» Provided passage
»»

The good news – JetBrains make a free version of PyCharm.
We will also set up your first project and repeat the exercises from part 2 using PyCharm. Using an IDE, like PyCharm, will help you program more efficiently by providing useful information and suggestions.
Installing Python
Python is a popular programming language with a huge volume of users worldwide – however, installing software on PC’s is not for the unwary. It is important to speak to whoever owns or is responsible for your IT equipment before installing software upon it. If it’s your own equipment – only proceed after you have diligently performed the usual system backups and contingency planning all good guides suggest before installing software. These instructions are general and it is important to satisfy yourself they are applicable to your situation before proceeding.
We have based this guide on our experience of installing python and Pycharm on windows – however, the software should run on Macs and Linux with only slight adjustments to the installation process. The first stage of installing Python is to test to see if it is already installed on your system! This can be done by opening a terminal such as Windows PowerShell and typing python --version
(python minus minus version) and pressing enter. If Python is installed it will print the current version. If not, there will likely be some sort of error.

««

» Material
»»

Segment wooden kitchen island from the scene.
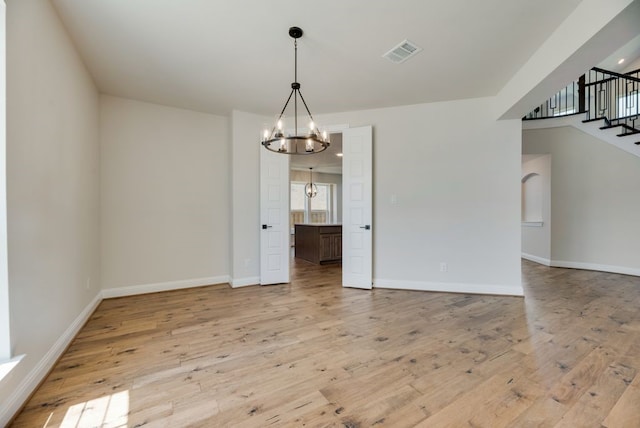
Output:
[295,224,342,264]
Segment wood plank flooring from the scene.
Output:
[8,261,640,428]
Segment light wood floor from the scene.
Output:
[8,262,640,428]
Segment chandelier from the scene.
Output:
[262,27,329,155]
[304,168,318,198]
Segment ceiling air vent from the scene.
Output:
[382,40,422,64]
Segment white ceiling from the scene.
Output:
[51,0,580,116]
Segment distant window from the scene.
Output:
[290,183,334,228]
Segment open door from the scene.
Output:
[260,148,290,285]
[342,126,373,289]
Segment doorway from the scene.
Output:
[289,132,342,279]
[260,126,373,289]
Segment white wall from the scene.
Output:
[523,127,640,275]
[100,96,230,296]
[0,0,100,425]
[522,155,551,265]
[233,98,522,294]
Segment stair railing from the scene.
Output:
[522,77,584,120]
[522,67,640,145]
[585,67,640,137]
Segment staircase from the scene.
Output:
[522,68,640,157]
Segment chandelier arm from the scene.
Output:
[271,89,295,136]
[298,90,315,123]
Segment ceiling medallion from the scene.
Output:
[261,27,329,155]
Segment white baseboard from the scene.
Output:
[230,276,260,288]
[102,275,229,299]
[374,279,524,296]
[0,293,102,426]
[521,253,551,266]
[551,260,640,276]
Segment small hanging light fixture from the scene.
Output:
[261,27,329,155]
[304,168,318,199]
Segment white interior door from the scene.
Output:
[259,148,290,285]
[342,126,373,289]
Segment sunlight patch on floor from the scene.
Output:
[60,391,129,428]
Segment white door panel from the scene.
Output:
[342,126,373,289]
[260,148,289,285]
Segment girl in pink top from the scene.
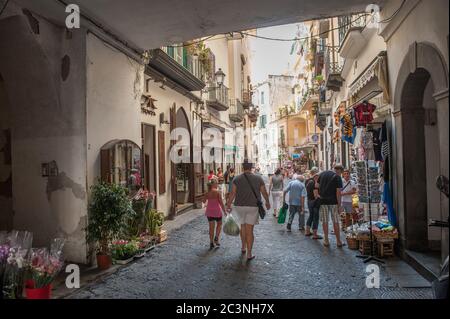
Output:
[203,179,225,249]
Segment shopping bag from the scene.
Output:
[223,214,241,236]
[278,203,289,224]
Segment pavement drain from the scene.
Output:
[373,288,433,299]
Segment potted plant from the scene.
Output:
[111,240,139,265]
[86,181,135,269]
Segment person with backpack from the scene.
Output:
[317,165,344,247]
[227,160,270,261]
[305,167,322,239]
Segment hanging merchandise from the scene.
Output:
[353,101,377,126]
[341,113,356,144]
[383,183,397,225]
[371,129,383,162]
[380,121,389,161]
[355,161,381,204]
[361,130,376,160]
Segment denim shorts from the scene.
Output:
[319,205,339,224]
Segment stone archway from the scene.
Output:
[175,107,195,208]
[394,43,448,254]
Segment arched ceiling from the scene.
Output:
[14,0,387,50]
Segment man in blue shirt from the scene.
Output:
[283,175,306,231]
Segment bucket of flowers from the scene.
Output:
[25,238,64,299]
[111,240,139,265]
[1,230,33,299]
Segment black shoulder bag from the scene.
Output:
[244,173,266,219]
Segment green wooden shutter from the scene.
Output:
[183,47,189,69]
[167,47,175,58]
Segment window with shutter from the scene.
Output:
[158,131,166,195]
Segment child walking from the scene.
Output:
[203,179,226,249]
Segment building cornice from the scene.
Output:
[378,0,422,42]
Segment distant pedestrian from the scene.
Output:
[227,161,270,261]
[318,165,344,247]
[203,179,226,249]
[283,175,306,231]
[208,170,217,182]
[305,167,322,239]
[341,169,358,214]
[269,168,284,217]
[226,167,234,200]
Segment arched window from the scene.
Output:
[100,140,142,194]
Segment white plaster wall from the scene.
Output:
[0,10,86,263]
[86,33,144,187]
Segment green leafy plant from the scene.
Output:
[111,240,139,260]
[145,208,164,236]
[86,181,135,254]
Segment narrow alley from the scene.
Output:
[69,210,432,299]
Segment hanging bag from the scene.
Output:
[223,214,241,236]
[278,203,289,224]
[244,173,266,219]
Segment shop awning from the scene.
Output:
[349,51,390,104]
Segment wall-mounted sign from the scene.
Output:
[141,94,157,116]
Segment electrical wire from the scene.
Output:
[0,0,9,16]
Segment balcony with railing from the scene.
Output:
[242,90,252,109]
[248,105,259,123]
[325,46,344,92]
[206,83,230,111]
[148,47,205,91]
[338,13,368,59]
[229,99,244,123]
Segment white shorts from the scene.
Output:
[272,191,283,209]
[234,206,259,225]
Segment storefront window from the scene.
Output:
[101,140,142,194]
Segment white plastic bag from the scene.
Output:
[223,214,241,236]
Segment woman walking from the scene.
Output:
[203,179,225,249]
[269,168,284,217]
[227,161,270,261]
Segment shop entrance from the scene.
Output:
[142,124,158,208]
[401,68,441,256]
[175,107,195,214]
[0,74,13,230]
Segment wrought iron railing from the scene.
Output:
[161,46,206,81]
[325,46,344,77]
[207,82,229,106]
[229,99,244,122]
[338,13,368,46]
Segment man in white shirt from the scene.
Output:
[341,169,357,214]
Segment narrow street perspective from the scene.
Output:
[67,211,432,299]
[0,0,449,302]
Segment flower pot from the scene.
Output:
[115,257,134,265]
[25,280,52,299]
[97,254,112,270]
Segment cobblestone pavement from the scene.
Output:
[70,208,431,299]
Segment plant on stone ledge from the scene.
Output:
[86,181,135,255]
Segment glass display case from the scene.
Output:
[100,140,142,194]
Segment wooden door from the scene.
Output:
[169,103,177,219]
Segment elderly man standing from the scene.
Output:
[305,167,322,239]
[283,175,306,232]
[317,165,344,247]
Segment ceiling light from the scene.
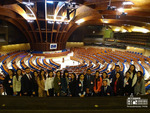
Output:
[117,8,124,12]
[102,19,108,23]
[122,29,127,33]
[75,19,85,24]
[122,1,134,5]
[22,2,34,6]
[27,20,34,23]
[47,21,54,24]
[46,1,54,4]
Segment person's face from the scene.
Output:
[65,72,69,77]
[71,74,74,80]
[41,71,44,75]
[130,66,134,71]
[8,70,13,75]
[116,73,120,78]
[115,66,120,72]
[103,81,107,86]
[103,73,107,78]
[57,72,60,77]
[17,70,21,75]
[80,75,84,80]
[126,72,130,78]
[137,72,142,77]
[49,72,53,77]
[26,69,30,74]
[34,72,38,77]
[87,70,91,75]
[96,72,99,77]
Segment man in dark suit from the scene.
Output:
[101,80,113,96]
[85,69,94,96]
[21,68,35,96]
[109,65,124,81]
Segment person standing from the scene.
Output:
[77,73,86,97]
[32,71,39,97]
[123,71,132,96]
[134,71,145,95]
[69,73,77,97]
[84,69,94,96]
[101,80,113,96]
[54,71,61,96]
[61,70,69,96]
[45,70,54,97]
[37,69,46,97]
[21,67,35,96]
[94,71,102,96]
[13,69,22,96]
[128,64,137,93]
[3,69,14,95]
[112,72,123,96]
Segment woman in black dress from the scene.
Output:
[69,73,77,97]
[3,69,14,95]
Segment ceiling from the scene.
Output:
[0,0,150,46]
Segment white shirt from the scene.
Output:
[45,77,54,91]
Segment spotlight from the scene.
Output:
[107,5,116,11]
[121,12,127,16]
[27,20,34,23]
[56,21,62,24]
[48,21,54,24]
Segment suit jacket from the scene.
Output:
[32,75,39,96]
[123,78,132,95]
[69,80,77,96]
[3,75,13,95]
[61,78,69,93]
[13,76,22,92]
[111,78,123,95]
[93,77,102,92]
[134,78,145,95]
[54,77,61,93]
[37,77,46,97]
[84,74,94,92]
[109,69,124,80]
[76,80,86,96]
[21,74,34,95]
[101,85,113,96]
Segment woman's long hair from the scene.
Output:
[71,73,76,81]
[102,72,108,79]
[63,70,69,78]
[128,64,136,75]
[78,73,84,81]
[137,71,143,83]
[47,70,54,78]
[94,71,100,80]
[55,70,61,78]
[16,69,22,81]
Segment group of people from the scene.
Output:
[0,65,145,97]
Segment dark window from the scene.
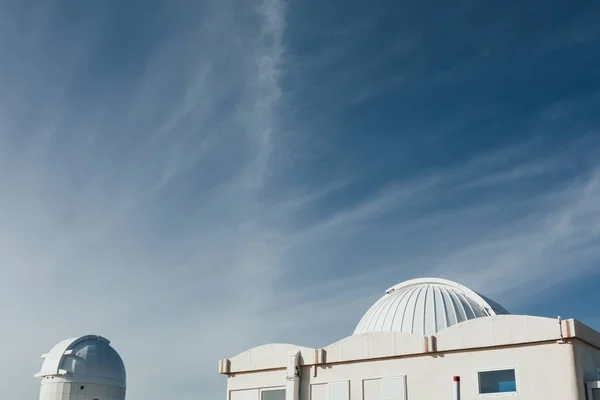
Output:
[479,369,517,394]
[260,389,285,400]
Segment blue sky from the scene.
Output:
[0,0,600,400]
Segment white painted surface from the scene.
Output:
[354,278,508,335]
[227,281,600,400]
[35,335,127,400]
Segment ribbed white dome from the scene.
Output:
[354,278,508,335]
[36,335,126,388]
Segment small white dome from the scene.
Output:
[354,278,508,335]
[35,335,126,388]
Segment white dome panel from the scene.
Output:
[354,278,508,335]
[35,335,126,388]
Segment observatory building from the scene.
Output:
[35,335,126,400]
[219,278,600,400]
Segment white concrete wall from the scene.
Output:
[575,341,600,400]
[40,382,125,400]
[229,343,580,400]
[221,315,600,400]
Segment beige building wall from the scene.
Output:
[229,343,583,400]
[220,316,600,400]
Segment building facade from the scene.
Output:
[219,279,600,400]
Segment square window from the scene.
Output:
[478,369,517,394]
[260,389,285,400]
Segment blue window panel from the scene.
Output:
[479,369,517,394]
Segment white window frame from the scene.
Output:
[475,365,521,398]
[324,379,352,400]
[381,375,408,400]
[361,374,408,400]
[258,386,285,400]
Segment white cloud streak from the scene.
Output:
[0,0,600,400]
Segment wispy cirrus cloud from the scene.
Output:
[0,0,600,400]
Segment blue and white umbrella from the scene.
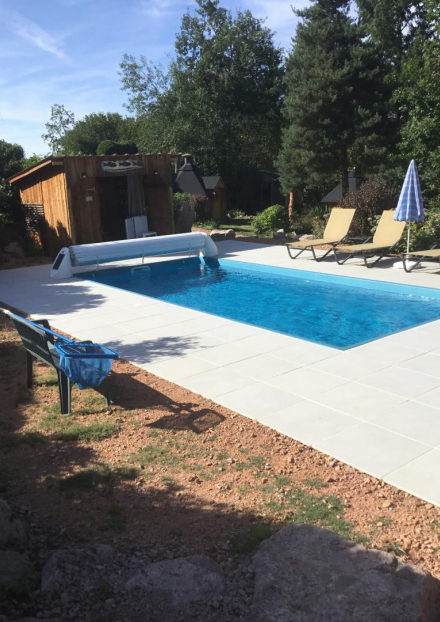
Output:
[394,160,425,253]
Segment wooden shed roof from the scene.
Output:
[7,153,181,184]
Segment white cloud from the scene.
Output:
[0,6,66,59]
[248,0,310,30]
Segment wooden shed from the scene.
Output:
[9,154,179,254]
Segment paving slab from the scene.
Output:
[0,241,440,505]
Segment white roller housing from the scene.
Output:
[50,232,218,279]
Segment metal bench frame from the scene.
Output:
[0,308,110,416]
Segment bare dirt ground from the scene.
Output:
[0,316,440,578]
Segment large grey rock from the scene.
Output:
[41,544,114,593]
[175,201,196,233]
[0,551,31,589]
[0,499,26,549]
[246,525,440,622]
[126,555,225,606]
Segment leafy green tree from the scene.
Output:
[96,140,138,155]
[356,0,432,70]
[278,0,396,199]
[41,104,75,155]
[0,140,24,223]
[62,112,136,155]
[121,0,283,210]
[398,0,440,209]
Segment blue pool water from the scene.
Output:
[82,258,440,350]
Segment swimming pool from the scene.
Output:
[77,257,440,350]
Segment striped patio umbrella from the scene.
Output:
[394,160,425,253]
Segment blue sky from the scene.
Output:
[0,0,308,155]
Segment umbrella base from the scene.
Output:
[393,259,420,270]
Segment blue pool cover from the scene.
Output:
[78,258,440,350]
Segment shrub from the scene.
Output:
[173,192,191,211]
[252,205,292,235]
[341,177,399,236]
[228,209,247,219]
[189,194,212,222]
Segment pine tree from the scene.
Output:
[278,0,395,197]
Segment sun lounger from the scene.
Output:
[286,207,355,261]
[333,210,406,268]
[0,308,114,415]
[402,244,440,272]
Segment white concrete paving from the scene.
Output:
[0,241,440,505]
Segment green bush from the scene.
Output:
[341,177,399,236]
[173,192,191,211]
[252,205,292,235]
[228,209,246,219]
[189,194,212,222]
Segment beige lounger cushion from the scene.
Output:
[286,238,339,248]
[338,210,406,253]
[409,248,440,259]
[337,242,390,253]
[287,207,355,248]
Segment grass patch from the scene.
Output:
[43,389,108,419]
[130,445,182,469]
[235,456,266,471]
[51,422,119,443]
[231,523,274,554]
[387,542,406,557]
[274,475,290,488]
[303,477,326,490]
[265,485,370,544]
[18,431,47,447]
[160,475,177,486]
[58,464,138,495]
[371,516,393,527]
[38,413,119,443]
[104,503,125,533]
[37,372,58,387]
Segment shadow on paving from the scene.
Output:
[0,323,251,555]
[106,336,204,365]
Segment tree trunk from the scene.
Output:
[341,149,348,196]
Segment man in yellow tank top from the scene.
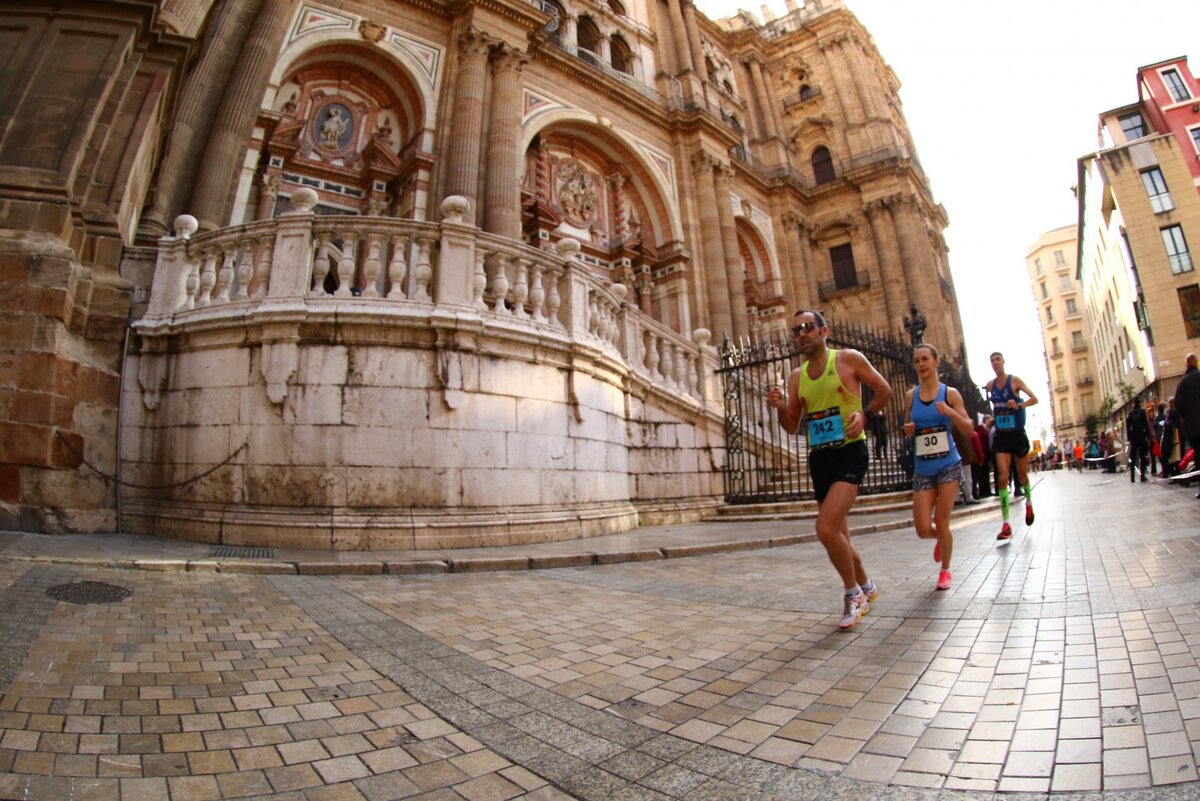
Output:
[767,311,892,631]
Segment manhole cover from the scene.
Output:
[209,546,275,559]
[46,582,133,603]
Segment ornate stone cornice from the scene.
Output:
[691,150,721,175]
[458,25,497,58]
[491,42,529,74]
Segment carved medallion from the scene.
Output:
[556,159,599,228]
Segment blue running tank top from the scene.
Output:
[910,384,962,476]
[988,375,1025,432]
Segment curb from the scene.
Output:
[0,501,996,576]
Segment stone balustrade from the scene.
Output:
[134,189,716,404]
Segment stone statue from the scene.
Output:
[320,106,350,147]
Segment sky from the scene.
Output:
[697,0,1200,442]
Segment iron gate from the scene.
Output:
[716,323,921,504]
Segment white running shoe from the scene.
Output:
[838,592,871,631]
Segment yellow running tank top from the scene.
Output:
[800,348,866,451]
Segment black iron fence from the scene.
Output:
[716,323,979,504]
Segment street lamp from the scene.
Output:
[904,303,929,348]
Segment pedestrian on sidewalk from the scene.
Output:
[767,309,892,631]
[1126,399,1150,483]
[904,344,974,590]
[1175,354,1200,498]
[984,350,1038,544]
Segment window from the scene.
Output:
[829,245,858,289]
[575,17,600,53]
[1180,284,1200,339]
[1117,112,1146,141]
[1163,68,1192,103]
[1141,167,1175,215]
[608,36,634,76]
[1160,225,1194,276]
[812,145,838,183]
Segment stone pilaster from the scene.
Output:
[784,212,817,311]
[485,44,528,239]
[138,0,263,241]
[446,28,493,223]
[191,0,296,229]
[820,34,863,125]
[863,200,908,331]
[667,0,695,72]
[691,152,729,342]
[715,164,750,338]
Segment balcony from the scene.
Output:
[817,270,871,301]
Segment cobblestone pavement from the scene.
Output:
[7,474,1200,801]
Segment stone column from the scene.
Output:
[746,58,780,138]
[820,35,863,125]
[842,38,881,118]
[138,0,263,240]
[446,28,492,224]
[608,173,629,242]
[192,0,296,229]
[784,213,817,311]
[715,164,750,338]
[892,195,943,344]
[691,152,745,342]
[683,0,713,80]
[484,44,529,240]
[863,200,908,331]
[667,0,695,72]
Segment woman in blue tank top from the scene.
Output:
[904,344,973,590]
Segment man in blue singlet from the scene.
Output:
[984,350,1038,544]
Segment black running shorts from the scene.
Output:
[991,428,1030,458]
[809,439,870,502]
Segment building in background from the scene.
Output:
[0,0,962,548]
[1025,225,1098,446]
[1076,58,1200,420]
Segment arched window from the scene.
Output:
[812,145,838,183]
[575,17,600,53]
[610,36,634,76]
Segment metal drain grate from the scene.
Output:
[46,582,133,604]
[209,546,275,559]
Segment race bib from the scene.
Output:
[809,406,846,450]
[914,426,950,459]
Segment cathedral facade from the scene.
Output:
[0,0,962,549]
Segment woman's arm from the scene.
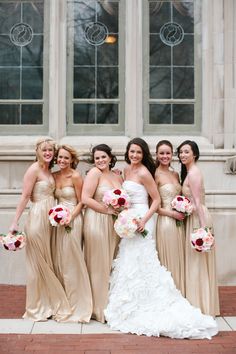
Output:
[82,167,115,214]
[70,171,83,221]
[9,163,38,232]
[137,171,161,232]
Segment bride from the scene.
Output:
[104,138,218,339]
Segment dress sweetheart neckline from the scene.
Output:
[123,179,145,188]
[35,179,55,185]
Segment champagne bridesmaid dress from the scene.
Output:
[23,180,71,321]
[84,185,119,323]
[52,186,92,322]
[182,184,220,316]
[156,183,185,296]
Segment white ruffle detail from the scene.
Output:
[104,181,218,339]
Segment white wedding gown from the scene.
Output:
[104,180,218,339]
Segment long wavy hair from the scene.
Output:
[177,140,200,185]
[156,140,174,167]
[125,138,156,178]
[55,144,79,170]
[88,144,117,170]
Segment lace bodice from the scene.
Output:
[55,186,77,206]
[182,184,205,205]
[30,180,55,203]
[123,180,148,204]
[159,183,181,209]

««

» Task list
A. Please summarize the Python and PyCharm setup guide in two sentences.
B. What reason does the Python and PyCharm setup guide give for using an IDE such as PyCharm? Answer in one or two sentences.
C. Resume the Python and PyCharm setup guide from the point where it stops.
The records are separate material and are not connected to the Python and PyCharm setup guide.

» Results
A. The guide says JetBrains offers a free version of PyCharm and that an IDE like PyCharm helps you program more efficiently by giving useful information and suggestions. Before installing Python, you should consult whoever is responsible for the equipment or back up your own system, and then check for an existing installation by typing python --version in a terminal such as Windows PowerShell.

B. An IDE like PyCharm helps you program more efficiently because it provides useful information and suggestions.

C.
If you already have Python set up, you can move on to downloading and installing PyCharm.
If you don’t have Python, don’t worry – it’s available for free for many platforms from the python.org website.
To install Python, visit https://www.python.org/downloads/ – there are many choices on screen. You should see an invitation to download the latest version for your operating system, as shown below.
As with many programs, you will need to download an installer – in this case – the “Download Python 3.8.3” link (your number may be slightly higher). After the download has completed, you will need to complete the installation by running the installer. Depending on your machine or version of Windows, you may see either a 32 bit or 64 bit version of Python. The installer is pretty normal – For Windows, you may wish to check the “Add Python 3.8 to PATH” option and click “Install Now”.
To check that you have successfully installed Python, repeat the instructions above – open your terminal, such as Windows PowerShell. Type python --version
(python minus minus version) and press enter.
If Python has installed, it should print out the version installed – in our case 3.8.3. Congratulations – let’s now look at installing an editor.
Download and Install PyCharm
Earlier, we introduced PyCharm from JetBrains as our Python IDE of choice.
PyCharm is available from the JetBrains website at https://www.jetbrains.com/pycharm/ (shown below). The “download” link takes you to the PyCharm downloads page.
You will be presented with a choice for either Professional (paid) or Community (free) editions of the tool (pictured below).
The Professional version is a quality product and well worth considering if you do a lot of Python development. However, for learning you may be better suited to the Community edition, so we will assume you have selected this option.
Once the file has been downloaded, you will need to “run” it to complete installation.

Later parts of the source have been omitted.